ЧТО НУЖНО СДЕЛАТЬ:
1: Ответьте по тексту о постановке Прельйокая:
(a) Каким оставлен лик бога?
(b) Сколько персонажей соблазняют друг друга в запертой комнате?
(c) Где хореограф изучал современные версии старых недугов?
2: Перепишите без изменений отрывок из текста о постановке Прельйокая между словами «Более всего эти» и «благоразумно оставлен невидимым.», включая их.

Более всего эти церемонии напоминают балет, и немудрено, что когда близкий к завершению век решил в лице хореавтора Ангелина Прельйокая вспомнить о Казанове, он придал мемуару танцующую форму обряда и первоначальное значение оргии как особого тайного культа и празднества в честь разнузданного, но строго блюдущего ритуальный канон божества. Лик бога благоразумно оставлен невидимым.
Публика будет разочарована, возможно, и оскорблена, профилактически третировал зрителей постановщик. Ей подавай венецианскую клюкву, маски на палочках, жеманные позы, черную смерть и каналы пролитых под барочную музыку слез; вряд ли она среагирует на жесткость, приперченную техно. Скорее всего, она возмутится этой версией ее собственных наваждений и страхов: шесть забывших об авторе персонажей, отдаваясь поглотившему их ритуалу, чья расчисленность и сферичность полнится отзвуками какого-то неотвратимого пифагорейства, безостановочно соблазняют друг друга в запертой комнате и до тех пор испытывают пределы своего вожделения и риторической власти, покуда не открывается лаз в Зазеркалье, где их ожидает судьба быть эмиссарами страстей и болезней Джакомо Казановы. Болезней чрезвычайно телесных, до непристойности венерических, в осьмнадцатом столетии они истребляли фамилии, кланы, профессии и сословия; будничные, современные версии этих старых недугов были специально изучены хореографом в скабрезной пробирке Латинского квартала. За шесть недель репетиций труппу Прельйокая покинули несколько ведущих танцовщиков, шокированных дерзостью материала, и одна балерина, заявившая, что ее тело не создано для таких превращений. Культурный истеблишмент Франции мало что понимает в искусстве, говорит этот юго-восточного европейского облика резкий в суждениях человек сорока одного года, с генетическим ужасом решетки и захолустья, которые даже по балканским понятиям считались избыточными. Элита исповедует консерватизм, ей важно уменьшить амплитуду движений, сделать их мягкими, плавными; нервы контролирующих инстанций утомлены и жаждут успокоительных модуляций. Классике подобает быть ясной и строгой, всему остальному надлежит соответствовать апробированным толкованиям либо вовсе не являться на свет.

ЛИСТИНГ:
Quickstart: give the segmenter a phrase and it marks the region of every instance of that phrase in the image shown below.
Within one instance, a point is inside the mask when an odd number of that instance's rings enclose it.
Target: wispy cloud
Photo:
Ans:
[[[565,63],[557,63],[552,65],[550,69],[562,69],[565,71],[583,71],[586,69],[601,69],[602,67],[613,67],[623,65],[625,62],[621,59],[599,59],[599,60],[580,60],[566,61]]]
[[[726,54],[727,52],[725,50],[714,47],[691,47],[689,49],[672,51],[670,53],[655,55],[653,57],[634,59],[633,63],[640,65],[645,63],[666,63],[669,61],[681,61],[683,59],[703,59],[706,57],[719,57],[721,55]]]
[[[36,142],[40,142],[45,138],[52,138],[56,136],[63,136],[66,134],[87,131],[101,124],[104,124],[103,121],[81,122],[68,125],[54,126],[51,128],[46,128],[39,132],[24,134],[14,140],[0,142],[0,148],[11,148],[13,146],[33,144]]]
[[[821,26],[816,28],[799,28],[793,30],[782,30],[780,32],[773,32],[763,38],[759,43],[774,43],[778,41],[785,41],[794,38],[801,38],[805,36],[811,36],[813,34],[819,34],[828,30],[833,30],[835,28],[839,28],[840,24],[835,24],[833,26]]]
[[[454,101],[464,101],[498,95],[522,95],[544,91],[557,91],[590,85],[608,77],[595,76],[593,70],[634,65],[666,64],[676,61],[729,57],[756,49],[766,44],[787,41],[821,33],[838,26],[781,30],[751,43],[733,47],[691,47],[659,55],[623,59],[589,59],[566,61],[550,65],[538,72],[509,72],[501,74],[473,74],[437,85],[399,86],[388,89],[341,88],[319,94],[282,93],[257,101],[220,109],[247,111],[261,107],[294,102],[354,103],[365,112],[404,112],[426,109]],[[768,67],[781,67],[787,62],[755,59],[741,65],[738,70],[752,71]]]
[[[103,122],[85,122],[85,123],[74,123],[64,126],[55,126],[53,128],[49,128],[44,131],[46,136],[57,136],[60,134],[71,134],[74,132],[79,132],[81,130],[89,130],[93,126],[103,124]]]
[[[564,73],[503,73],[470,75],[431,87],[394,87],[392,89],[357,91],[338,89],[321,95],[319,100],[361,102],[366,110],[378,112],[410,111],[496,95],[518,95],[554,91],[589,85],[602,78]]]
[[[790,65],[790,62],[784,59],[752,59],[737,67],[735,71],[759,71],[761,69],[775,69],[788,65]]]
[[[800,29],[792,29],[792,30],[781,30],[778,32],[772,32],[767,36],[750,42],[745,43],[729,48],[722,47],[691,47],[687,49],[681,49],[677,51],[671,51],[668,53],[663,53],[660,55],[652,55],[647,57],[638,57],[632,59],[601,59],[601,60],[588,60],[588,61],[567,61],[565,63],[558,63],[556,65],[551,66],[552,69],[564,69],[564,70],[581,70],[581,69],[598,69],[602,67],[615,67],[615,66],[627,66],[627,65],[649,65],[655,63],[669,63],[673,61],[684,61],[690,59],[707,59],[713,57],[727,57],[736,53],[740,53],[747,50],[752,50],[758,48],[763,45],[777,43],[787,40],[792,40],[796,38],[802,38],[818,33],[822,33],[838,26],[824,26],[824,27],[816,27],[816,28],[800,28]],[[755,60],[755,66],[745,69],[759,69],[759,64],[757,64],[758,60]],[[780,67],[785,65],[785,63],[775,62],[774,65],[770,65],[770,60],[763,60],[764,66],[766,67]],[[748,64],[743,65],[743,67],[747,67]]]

ОЖИДАЕМЫЕ ОТВЕТЫ:
1:
(a) Невидимым.
(b) Шесть.
(c) В Латинском квартале.

2:
Более всего эти церемонии напоминают балет, и немудрено, что когда близкий к завершению век решил в лице хореавтора Ангелина Прельйокая вспомнить о Казанове, он придал мемуару танцующую форму обряда и первоначальное значение оргии как особого тайного культа и празднества в честь разнузданного, но строго блюдущего ритуальный канон божества. Лик бога благоразумно оставлен невидимым.